Work task ▸
Copy the lines below verbatim, but only from the line containing "Reviewer note: confirm that each instance of the swfmls" through the end of the data.

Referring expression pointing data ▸
______

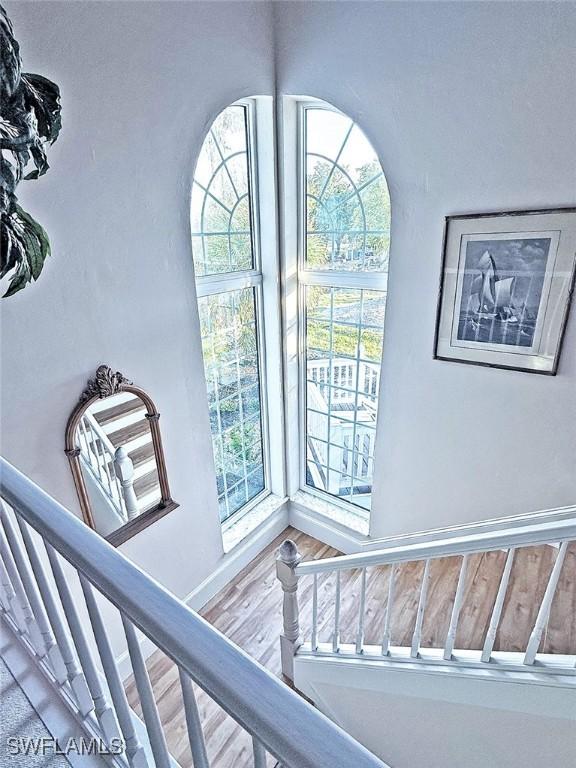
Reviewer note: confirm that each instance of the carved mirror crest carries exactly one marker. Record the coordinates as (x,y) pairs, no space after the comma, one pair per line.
(114,446)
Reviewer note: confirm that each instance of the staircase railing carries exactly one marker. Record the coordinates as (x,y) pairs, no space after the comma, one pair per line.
(40,603)
(291,571)
(97,453)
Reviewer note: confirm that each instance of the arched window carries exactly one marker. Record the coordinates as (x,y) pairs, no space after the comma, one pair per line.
(228,282)
(294,409)
(345,236)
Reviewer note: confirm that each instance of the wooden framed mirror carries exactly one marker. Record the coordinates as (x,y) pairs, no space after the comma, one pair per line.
(114,446)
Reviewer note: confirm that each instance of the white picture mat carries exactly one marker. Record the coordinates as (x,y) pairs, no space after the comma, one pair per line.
(554,237)
(543,354)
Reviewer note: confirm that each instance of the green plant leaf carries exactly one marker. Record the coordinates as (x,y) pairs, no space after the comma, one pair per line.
(25,246)
(10,64)
(30,119)
(43,97)
(21,277)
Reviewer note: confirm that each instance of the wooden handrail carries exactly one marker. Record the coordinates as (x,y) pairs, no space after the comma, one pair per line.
(539,533)
(290,729)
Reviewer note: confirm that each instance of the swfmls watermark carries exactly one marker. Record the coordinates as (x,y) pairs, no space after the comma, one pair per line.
(47,745)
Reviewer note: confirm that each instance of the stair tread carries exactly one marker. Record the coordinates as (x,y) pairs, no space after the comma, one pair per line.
(143,485)
(142,455)
(119,411)
(131,432)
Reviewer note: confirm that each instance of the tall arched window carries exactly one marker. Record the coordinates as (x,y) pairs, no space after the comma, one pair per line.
(228,282)
(345,235)
(293,411)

______

Worked solution ▸
Reviewer note: confirm that each instance of the swfmls watermark carries exactly one marker. Record the coordinates as (x,y) pairs, no space after the comma, one pair per line.
(47,745)
Reviewer note: confirm that each instance of the stair tread carries exactly one marker. Record the coordinates as (x,y) pairs, no space after the comma, one pair per line.
(143,485)
(142,455)
(119,411)
(131,432)
Reviewer note: confirm that each instance of the tall arched window carries exactly one marker. Record the coordinates as (x,y) pairs, no space after the comma, one pair per line.
(228,282)
(345,235)
(293,411)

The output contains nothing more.